### WRITTEN INSTRUCTION
Find every line in the listing that contains the word "deck" and copy each one out in full.

* Begin TASK MATERIAL *

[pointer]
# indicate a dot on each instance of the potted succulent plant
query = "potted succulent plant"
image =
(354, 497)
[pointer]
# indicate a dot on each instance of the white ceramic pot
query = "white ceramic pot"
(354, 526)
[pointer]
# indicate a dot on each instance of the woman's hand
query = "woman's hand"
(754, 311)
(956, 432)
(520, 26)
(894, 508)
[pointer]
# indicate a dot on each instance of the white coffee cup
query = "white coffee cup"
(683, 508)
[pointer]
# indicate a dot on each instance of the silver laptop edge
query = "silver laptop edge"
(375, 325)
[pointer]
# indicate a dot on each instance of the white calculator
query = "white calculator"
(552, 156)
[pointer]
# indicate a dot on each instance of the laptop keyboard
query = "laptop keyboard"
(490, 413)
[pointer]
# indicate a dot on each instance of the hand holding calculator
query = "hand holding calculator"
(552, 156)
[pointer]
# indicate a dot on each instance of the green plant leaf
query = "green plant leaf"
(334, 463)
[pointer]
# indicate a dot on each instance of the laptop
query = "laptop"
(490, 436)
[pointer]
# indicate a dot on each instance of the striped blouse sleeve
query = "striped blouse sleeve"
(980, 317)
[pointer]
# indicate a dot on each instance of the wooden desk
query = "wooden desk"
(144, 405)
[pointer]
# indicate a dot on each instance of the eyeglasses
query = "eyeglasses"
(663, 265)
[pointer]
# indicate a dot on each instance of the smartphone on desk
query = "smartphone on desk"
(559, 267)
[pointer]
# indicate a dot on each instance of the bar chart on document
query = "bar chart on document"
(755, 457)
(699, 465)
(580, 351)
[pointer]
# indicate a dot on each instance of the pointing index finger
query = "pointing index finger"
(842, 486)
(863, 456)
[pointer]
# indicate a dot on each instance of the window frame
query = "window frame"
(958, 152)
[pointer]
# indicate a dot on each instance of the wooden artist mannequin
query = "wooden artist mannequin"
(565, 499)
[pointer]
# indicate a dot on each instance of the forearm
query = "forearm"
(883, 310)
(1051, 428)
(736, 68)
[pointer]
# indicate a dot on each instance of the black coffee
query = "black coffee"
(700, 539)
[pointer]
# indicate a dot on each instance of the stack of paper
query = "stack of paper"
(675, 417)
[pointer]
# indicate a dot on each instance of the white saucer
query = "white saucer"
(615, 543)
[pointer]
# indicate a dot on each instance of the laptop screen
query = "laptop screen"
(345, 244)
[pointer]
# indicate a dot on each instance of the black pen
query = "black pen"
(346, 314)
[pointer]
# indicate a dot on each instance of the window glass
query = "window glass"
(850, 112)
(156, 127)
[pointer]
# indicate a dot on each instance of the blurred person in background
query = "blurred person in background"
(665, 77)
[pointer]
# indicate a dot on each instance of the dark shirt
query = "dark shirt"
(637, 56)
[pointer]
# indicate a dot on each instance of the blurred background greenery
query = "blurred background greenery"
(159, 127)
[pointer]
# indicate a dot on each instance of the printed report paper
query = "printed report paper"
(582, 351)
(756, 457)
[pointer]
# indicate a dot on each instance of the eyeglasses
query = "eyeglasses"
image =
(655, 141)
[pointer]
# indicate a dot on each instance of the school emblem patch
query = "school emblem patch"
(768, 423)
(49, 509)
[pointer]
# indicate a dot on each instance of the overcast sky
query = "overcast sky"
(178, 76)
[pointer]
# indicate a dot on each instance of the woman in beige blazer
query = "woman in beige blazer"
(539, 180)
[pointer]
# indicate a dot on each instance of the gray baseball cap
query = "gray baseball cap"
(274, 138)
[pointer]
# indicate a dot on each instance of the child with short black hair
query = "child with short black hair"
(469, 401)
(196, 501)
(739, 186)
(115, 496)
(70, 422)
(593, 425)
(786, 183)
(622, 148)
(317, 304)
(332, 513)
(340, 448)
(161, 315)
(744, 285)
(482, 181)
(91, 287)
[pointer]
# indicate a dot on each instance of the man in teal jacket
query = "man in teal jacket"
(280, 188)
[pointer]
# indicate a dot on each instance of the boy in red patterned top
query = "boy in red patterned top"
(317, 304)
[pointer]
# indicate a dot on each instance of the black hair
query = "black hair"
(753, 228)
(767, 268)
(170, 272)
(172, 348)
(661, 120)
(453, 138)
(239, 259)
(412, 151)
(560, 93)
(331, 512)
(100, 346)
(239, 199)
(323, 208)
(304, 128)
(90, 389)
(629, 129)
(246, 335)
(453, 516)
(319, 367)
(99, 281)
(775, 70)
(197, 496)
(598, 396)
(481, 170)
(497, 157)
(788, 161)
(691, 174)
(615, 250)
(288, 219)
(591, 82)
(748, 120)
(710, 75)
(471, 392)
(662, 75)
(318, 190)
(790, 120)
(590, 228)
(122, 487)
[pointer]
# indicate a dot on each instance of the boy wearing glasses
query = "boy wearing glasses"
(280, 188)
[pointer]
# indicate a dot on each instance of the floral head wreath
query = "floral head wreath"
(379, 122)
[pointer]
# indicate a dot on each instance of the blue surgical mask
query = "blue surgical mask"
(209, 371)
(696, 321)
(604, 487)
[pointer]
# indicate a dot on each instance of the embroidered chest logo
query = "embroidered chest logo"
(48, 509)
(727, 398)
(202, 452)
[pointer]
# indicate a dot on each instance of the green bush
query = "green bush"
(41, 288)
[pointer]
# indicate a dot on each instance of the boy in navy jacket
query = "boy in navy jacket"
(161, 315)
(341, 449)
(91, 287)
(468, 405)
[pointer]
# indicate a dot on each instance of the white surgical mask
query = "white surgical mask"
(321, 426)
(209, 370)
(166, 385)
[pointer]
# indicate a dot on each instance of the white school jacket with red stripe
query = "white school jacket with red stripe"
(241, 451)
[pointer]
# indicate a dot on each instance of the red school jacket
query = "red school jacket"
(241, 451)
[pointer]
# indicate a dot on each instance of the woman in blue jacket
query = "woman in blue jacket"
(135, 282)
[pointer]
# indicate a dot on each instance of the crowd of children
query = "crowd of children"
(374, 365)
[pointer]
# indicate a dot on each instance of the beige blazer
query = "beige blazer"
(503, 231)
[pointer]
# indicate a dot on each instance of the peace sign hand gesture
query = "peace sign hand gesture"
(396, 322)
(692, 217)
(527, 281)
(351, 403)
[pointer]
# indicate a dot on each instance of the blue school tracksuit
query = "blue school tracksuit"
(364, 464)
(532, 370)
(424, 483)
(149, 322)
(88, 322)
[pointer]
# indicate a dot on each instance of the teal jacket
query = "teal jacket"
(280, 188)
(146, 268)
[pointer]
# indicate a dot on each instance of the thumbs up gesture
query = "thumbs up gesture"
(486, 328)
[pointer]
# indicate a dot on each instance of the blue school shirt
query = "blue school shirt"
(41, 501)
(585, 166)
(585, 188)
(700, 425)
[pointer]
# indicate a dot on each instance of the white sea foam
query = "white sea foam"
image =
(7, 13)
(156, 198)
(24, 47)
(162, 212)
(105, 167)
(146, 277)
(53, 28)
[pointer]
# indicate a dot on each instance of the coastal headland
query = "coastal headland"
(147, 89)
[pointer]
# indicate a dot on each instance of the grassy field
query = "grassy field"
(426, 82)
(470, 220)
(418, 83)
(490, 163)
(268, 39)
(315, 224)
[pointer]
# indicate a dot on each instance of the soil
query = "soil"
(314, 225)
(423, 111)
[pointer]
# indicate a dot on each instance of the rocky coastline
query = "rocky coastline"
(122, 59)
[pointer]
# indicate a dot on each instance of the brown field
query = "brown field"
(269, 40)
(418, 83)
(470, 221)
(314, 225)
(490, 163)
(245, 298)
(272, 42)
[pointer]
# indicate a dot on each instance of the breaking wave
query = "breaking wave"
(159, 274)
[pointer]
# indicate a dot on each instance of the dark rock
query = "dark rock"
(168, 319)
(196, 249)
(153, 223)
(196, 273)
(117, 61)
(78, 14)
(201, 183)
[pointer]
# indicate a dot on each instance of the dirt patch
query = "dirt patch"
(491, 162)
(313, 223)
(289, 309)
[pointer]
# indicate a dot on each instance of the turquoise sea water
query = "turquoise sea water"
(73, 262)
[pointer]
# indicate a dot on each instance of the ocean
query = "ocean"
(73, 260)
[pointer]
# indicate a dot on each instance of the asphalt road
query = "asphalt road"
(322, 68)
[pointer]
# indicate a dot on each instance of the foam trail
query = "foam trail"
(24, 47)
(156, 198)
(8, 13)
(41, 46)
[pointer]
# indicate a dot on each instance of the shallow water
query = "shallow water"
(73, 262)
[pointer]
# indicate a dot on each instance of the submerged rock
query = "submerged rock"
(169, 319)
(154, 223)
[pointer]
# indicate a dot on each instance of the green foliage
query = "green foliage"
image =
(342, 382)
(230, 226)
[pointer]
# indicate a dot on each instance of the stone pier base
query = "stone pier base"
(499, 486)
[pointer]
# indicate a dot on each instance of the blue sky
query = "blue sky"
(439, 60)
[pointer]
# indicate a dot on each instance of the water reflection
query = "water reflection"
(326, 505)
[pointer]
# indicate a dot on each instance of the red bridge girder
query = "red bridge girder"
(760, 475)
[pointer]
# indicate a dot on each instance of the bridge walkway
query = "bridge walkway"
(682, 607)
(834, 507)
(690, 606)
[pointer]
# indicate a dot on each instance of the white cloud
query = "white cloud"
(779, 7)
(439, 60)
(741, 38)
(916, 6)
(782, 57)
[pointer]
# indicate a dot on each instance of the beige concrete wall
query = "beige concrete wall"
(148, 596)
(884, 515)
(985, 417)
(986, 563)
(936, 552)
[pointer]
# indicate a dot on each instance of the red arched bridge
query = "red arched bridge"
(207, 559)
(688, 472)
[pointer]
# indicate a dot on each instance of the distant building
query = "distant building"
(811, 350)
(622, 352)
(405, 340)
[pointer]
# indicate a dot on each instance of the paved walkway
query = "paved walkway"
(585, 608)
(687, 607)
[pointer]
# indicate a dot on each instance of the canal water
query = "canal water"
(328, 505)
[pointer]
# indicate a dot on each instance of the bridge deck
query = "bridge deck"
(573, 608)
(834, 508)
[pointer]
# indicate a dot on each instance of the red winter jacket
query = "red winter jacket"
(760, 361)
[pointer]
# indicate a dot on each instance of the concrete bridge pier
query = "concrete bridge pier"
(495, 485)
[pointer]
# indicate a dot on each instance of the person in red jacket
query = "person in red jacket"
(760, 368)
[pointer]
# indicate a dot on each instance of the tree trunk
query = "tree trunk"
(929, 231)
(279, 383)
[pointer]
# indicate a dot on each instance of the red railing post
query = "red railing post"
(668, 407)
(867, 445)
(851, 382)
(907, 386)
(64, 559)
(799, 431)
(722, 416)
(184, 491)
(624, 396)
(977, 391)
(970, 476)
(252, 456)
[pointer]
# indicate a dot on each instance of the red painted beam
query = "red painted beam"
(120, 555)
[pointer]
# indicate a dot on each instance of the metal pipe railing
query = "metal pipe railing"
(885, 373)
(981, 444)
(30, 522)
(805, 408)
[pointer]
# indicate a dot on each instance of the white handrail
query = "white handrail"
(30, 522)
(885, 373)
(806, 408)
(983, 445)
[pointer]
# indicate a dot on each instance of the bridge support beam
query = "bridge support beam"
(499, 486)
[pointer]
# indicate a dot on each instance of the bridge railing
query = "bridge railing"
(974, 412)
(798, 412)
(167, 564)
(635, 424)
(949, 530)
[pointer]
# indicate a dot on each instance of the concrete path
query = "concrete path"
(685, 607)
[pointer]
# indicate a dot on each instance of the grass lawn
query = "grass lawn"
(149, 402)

* End TASK MATERIAL *

### PROBLEM SOLUTION
# indicate a dot on each instance of the bridge deck
query = "bridge deck"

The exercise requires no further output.